#### [Given instruction]
Copy the data below word for word, leaving out the pictures.

#### [Record list]

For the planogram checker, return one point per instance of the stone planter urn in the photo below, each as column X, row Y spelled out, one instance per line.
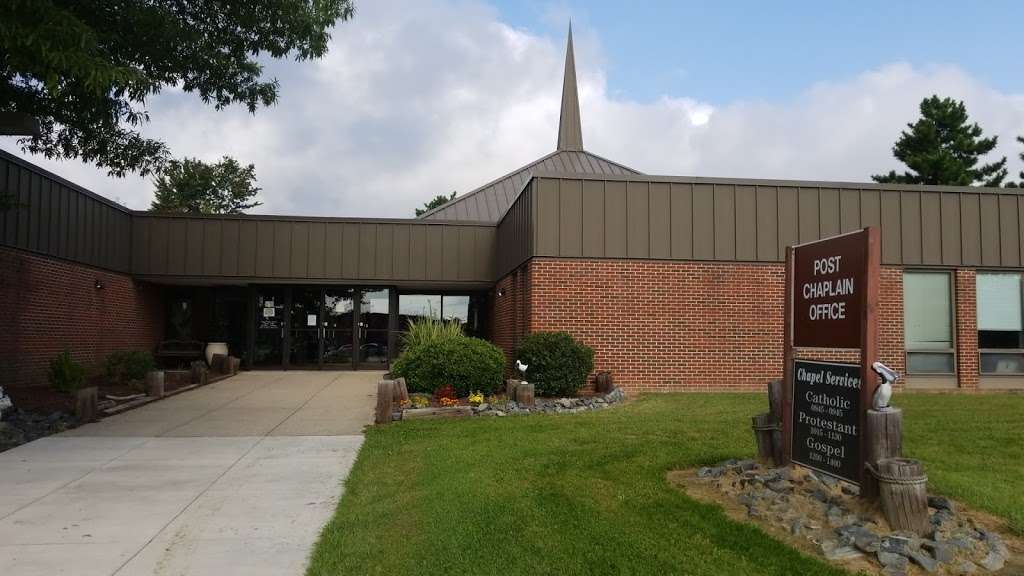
column 214, row 347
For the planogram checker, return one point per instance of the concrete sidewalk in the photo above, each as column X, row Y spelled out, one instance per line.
column 235, row 478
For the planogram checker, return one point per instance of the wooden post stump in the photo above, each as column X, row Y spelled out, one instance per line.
column 765, row 426
column 400, row 391
column 85, row 404
column 902, row 489
column 200, row 373
column 385, row 398
column 510, row 385
column 155, row 383
column 885, row 440
column 524, row 394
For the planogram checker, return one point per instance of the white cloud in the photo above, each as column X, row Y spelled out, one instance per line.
column 416, row 99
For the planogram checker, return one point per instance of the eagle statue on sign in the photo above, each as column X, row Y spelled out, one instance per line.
column 885, row 391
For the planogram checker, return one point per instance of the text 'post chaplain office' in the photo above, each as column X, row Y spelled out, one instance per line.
column 828, row 295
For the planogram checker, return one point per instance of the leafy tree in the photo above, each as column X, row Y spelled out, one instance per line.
column 942, row 148
column 438, row 200
column 84, row 68
column 196, row 187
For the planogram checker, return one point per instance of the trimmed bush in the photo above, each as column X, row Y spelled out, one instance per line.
column 451, row 359
column 557, row 364
column 66, row 374
column 129, row 366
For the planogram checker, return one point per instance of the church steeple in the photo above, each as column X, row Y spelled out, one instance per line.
column 569, row 130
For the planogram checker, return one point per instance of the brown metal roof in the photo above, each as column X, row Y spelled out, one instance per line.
column 489, row 202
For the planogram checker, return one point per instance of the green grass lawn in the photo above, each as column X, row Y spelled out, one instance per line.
column 586, row 493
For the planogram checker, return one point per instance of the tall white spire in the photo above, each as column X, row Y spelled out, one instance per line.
column 569, row 129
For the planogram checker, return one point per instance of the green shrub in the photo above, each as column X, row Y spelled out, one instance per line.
column 557, row 364
column 429, row 330
column 66, row 374
column 438, row 358
column 128, row 366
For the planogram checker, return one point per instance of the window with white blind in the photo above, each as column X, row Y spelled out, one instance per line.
column 928, row 323
column 1000, row 336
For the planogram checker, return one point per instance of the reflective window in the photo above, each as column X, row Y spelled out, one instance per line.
column 928, row 326
column 1000, row 337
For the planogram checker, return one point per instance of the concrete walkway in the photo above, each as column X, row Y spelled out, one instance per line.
column 235, row 478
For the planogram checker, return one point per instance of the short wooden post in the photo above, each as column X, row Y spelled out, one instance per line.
column 400, row 391
column 885, row 440
column 155, row 383
column 385, row 398
column 199, row 372
column 902, row 490
column 86, row 401
column 524, row 394
column 510, row 385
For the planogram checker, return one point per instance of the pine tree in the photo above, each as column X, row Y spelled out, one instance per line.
column 943, row 148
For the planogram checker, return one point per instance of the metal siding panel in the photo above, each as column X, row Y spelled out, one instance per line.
column 660, row 220
column 385, row 251
column 810, row 215
column 368, row 250
column 467, row 252
column 638, row 220
column 350, row 251
column 248, row 248
column 229, row 248
column 299, row 257
column 194, row 249
column 767, row 216
column 614, row 219
column 451, row 253
column 910, row 227
column 788, row 218
column 747, row 223
column 211, row 247
column 547, row 217
column 891, row 231
column 704, row 221
column 177, row 232
column 989, row 231
column 682, row 220
column 828, row 211
column 418, row 252
column 593, row 218
column 849, row 210
column 931, row 229
column 333, row 248
column 725, row 222
column 139, row 245
column 317, row 235
column 570, row 215
column 1009, row 232
column 399, row 252
column 159, row 243
column 971, row 229
column 949, row 208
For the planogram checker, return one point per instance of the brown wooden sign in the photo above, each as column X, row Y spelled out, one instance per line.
column 829, row 277
column 832, row 293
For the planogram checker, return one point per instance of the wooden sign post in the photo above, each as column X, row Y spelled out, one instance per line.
column 832, row 295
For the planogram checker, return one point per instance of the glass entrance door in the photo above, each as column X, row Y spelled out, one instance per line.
column 339, row 337
column 268, row 347
column 375, row 318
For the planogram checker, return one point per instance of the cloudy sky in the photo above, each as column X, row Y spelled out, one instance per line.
column 417, row 98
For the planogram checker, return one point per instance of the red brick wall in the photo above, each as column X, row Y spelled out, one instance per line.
column 48, row 304
column 678, row 326
column 967, row 329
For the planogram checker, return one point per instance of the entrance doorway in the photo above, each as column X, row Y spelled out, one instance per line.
column 323, row 327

#### [Answer to this task]
For the planogram checker, return one point per instance of the stone planter urn in the photo below, each as column X, row Y spelled out, one instance per line.
column 214, row 347
For the planogram checker, return one point per instance of the concrete sidewalk in the photo above, each as column X, row Y spelled out, one instance per line.
column 235, row 478
For the planogram checker, return one point per instance of the wooden post stump in the photo above, each as column X, row Y spelled out, one instance per line.
column 765, row 426
column 400, row 391
column 85, row 404
column 902, row 489
column 200, row 373
column 385, row 398
column 510, row 385
column 155, row 383
column 885, row 440
column 524, row 394
For the planogram checker, return one point per instance of the white cloud in the photo above, each as column X, row Y spelled out, one instance per line.
column 416, row 99
For the planogram checker, return one point per instance of the eagle statue on sign in the photo above, each as column X, row Y spelled out, one instance per line.
column 885, row 391
For the planogram checker, return one point per instance of the text 'post chaplain office' in the photo above, each as column X, row Y spelled out, one instance per line.
column 828, row 295
For the planogram checker, return one point per instance of the leafy tree in the photo above, each as column X, row Y spelled out, one instance per line.
column 942, row 148
column 438, row 200
column 84, row 68
column 196, row 187
For the planogram checker, return one point per instance of the trimmed bush in the photo above, each as column X, row Y spelled out, one instance per line.
column 451, row 359
column 557, row 364
column 66, row 374
column 129, row 366
For the planogram checker, return one point per instance of the church steeple in the photo above, each as column X, row Y spelled out, one instance per line.
column 569, row 130
For the planogram checker, return one point per instance of the brown metal roof in the photo above, each as column X, row Y spelled out, one instance per line.
column 489, row 202
For the planogram checker, return one point per instance of the green grass lawn in the photo above, each as column X, row Y spelled out, one instance per line.
column 586, row 493
For the planogram checker, return one point per instance of the tall white spire in the photo above, each as column X, row Y spelled out, one instance per line.
column 569, row 129
For the planogram checker, return one point per instance of the green shrub in the photo above, each as column X, row Y spelled out, one instance per line.
column 557, row 364
column 429, row 330
column 66, row 374
column 438, row 358
column 128, row 366
For the planogram checker, return one point per instance of the window with white blind in the photo above, each as column X, row Y spelled out, one instance per line.
column 928, row 323
column 1000, row 336
For the planogram checker, return one point per instance of the reflective window in the photo above, each as column X, row Y spelled out, one instance per line.
column 928, row 326
column 1000, row 337
For the planogram checker, return one point per instance of the concrete walkway in the photo above, each as column X, row Y spelled out, one instance per line.
column 235, row 478
For the planogram checker, return one point per instance of the short wooden post in the photo above, each as column X, row Y spelled out, one instance per line.
column 400, row 391
column 885, row 440
column 155, row 383
column 385, row 398
column 199, row 372
column 902, row 490
column 86, row 401
column 524, row 394
column 510, row 385
For the planogram checker, return one point per instance of the pine tree in the photo above, each as column X, row Y spelled out, one instance per line.
column 943, row 148
For the planogram checker, return one point per instance of the metal siding panel in the photo above, each as column X, row Y spelled out, one instance per line.
column 660, row 220
column 385, row 251
column 810, row 215
column 368, row 250
column 467, row 252
column 638, row 220
column 350, row 251
column 248, row 248
column 229, row 248
column 299, row 257
column 194, row 249
column 767, row 216
column 614, row 219
column 451, row 253
column 910, row 227
column 788, row 218
column 747, row 223
column 211, row 247
column 547, row 217
column 891, row 231
column 704, row 221
column 177, row 232
column 989, row 231
column 682, row 220
column 828, row 211
column 418, row 252
column 593, row 218
column 849, row 210
column 931, row 229
column 333, row 248
column 725, row 222
column 139, row 245
column 317, row 235
column 570, row 215
column 1009, row 232
column 399, row 252
column 159, row 243
column 971, row 229
column 949, row 208
For the planogram checker, return one point per instance of the brown wooden sign in the photo above, each as column X, row Y spelled out, one instance per line.
column 829, row 277
column 832, row 293
For the planogram checker, return one point per instance of the wooden sign post in the photo above, each as column X, row Y spelled out, one instance per line.
column 832, row 295
For the planogram checker, return one point per instance of the glass entrance door in the photo above, each as column X, row Y spelled out, one instance per line.
column 339, row 337
column 268, row 347
column 375, row 318
For the planogram checker, return one point per instance of the cloudy sky in the photo above, each as column X, row Y spelled out, one instance per line.
column 417, row 98
For the planogram checker, return one point per instance of the red brick wall in the photo above, each as column X, row Y spelled out, one instance per line.
column 48, row 304
column 678, row 326
column 967, row 329
For the planogram checker, return one point per instance of the entrance doorway in the photo above, each as column X, row Y spelled out, one instance per line.
column 323, row 327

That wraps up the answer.